Blond Ambition is a biopic from first-time screenwriter Elyse Hollander about Madonna‘s rise to fame. The script has impressed Universal enough to option the property, with two major producers attached, Michael De Luca and Brett Ratner.
And definitely not on board is Madge. She’s has posted several Instagram messages denouncing the project. Just hours after The Hollywood Reporter broke the news of the project Tuesday, she wrote,
“Nobody knows what I know and what I have seen. Only I can tell my story. Anyone else who tries is a charlatan and a fool. Looking for instant gratification without doing the work. This is a disease in our society.”
A copy of the script now in her hands, her criticism got a bit more personal.
“Why would Universal Studios want to make a movie about me based on a script that is all lies??? The writer Elyse Hollander should write for the tabloids.”

Parts of the exercise ▸
[1] According to the article on the Madonna biopic, which two producers are attached to the project?
[2] Pick up the article on the Madonna biopic after its final sentence and continue it.

Data provided ▸
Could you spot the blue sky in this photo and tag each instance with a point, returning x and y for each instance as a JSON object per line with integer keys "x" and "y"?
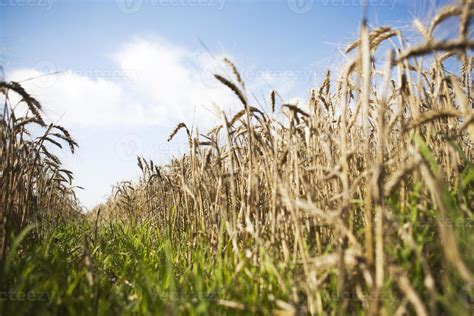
{"x": 130, "y": 70}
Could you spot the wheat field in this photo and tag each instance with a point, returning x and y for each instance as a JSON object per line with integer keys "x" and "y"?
{"x": 359, "y": 202}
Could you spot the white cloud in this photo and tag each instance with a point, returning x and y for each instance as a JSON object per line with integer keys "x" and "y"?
{"x": 156, "y": 85}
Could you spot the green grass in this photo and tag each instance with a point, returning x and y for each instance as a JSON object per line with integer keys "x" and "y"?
{"x": 133, "y": 269}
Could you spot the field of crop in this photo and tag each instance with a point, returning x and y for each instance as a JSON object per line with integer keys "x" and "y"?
{"x": 359, "y": 202}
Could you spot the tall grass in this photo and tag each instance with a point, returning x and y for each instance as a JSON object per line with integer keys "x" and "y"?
{"x": 360, "y": 202}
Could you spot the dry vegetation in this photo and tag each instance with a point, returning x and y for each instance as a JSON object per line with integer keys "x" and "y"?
{"x": 363, "y": 199}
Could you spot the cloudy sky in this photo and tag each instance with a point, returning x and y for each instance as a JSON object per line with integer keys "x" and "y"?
{"x": 127, "y": 71}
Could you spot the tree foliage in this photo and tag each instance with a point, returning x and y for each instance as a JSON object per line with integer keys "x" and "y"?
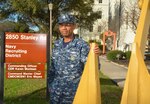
{"x": 36, "y": 13}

Task-by-task outputs ▸
[1] Michael De Luca and Brett Ratner.

[2]
Madonna singled out a line of dialogue on the first page, in which she tells Dick Clark on American Bandstand,
“I was born in Detroit. I’m a famed high school dropout.”
Madonna says,
“I was born in Bay City, not Detroit. And I did not drop out of high school. In fact, I went to University of Michigan.”
But Hollander took that exchange directly from the actual Bandstand broadcast, as seen in this YouTube video, below. Maybe that’s why Madonna later deleted the post.
If Blond Ambition does get made, it will have to survive HER wrath, so it could wind up being a BIG FAT headache not worth pursuing.
The plot needs her early hits like Burning Up, Everybody, Borderline, Lucky Star and Holiday— all singles off her debut album from ’83.
Even if Madonna holds none of these rights herself, one prominent music lawyer estimates that she could prevent them from use in Blond Ambition,
“given her stature in the industry, she probably has an approval right”
Here are a few other things THR is reporting that she might not love…
• In one scene, she’s depicted shoplifting in a drugstore, “stashing a toothbrush and some toothpaste in her backpack.”
• The script also suggests that Madonna stole her iconic look from another fixture on the downtown club scene, a character named “Bianca Stonewell.”
• And as her star rises, the screenplay suggests that Madonna ignores her then-producer and boyfriend, Jellybean Benitez, to cozy up to Prince.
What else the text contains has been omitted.